Required work
Reproduce every one of the records below, substituting "occurrence" for "instance" and leaving all other text unchanged. Omit the pictures from your answer.

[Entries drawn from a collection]
--- Begin ---
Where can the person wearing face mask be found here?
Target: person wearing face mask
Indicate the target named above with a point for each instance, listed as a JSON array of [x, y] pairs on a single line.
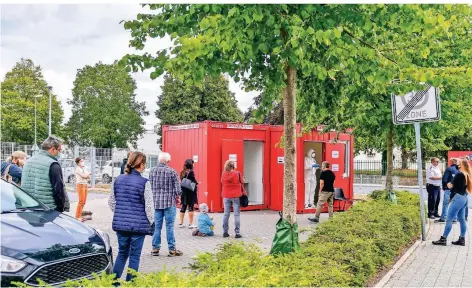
[[11, 170], [42, 176], [82, 177], [310, 179]]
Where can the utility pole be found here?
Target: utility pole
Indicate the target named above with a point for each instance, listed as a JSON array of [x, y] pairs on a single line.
[[35, 146], [50, 109]]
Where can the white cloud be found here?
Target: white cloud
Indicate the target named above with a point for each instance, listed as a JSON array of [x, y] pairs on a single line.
[[64, 38]]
--- End ---
Response for this exercise
Where can the person wearing face mask be found here?
Target: person wearing face mask
Indicate the target named above with a point for each occurrence, listed as a JSON array of [x, y] pairs on a single line.
[[11, 170], [42, 176], [82, 177], [310, 179]]
Where can the utility pole be found here?
Target: utility pole
Indicate the target named above with a point for each occurrence, listed as a JSON array of [x, y] pairs on a single line.
[[35, 146], [50, 109]]
Where can the white cloud be found here?
Target: white cloud
Indicate the target named above with a point for each occurrence, listed as a JSON array of [x, y] pairs on a single line.
[[64, 38]]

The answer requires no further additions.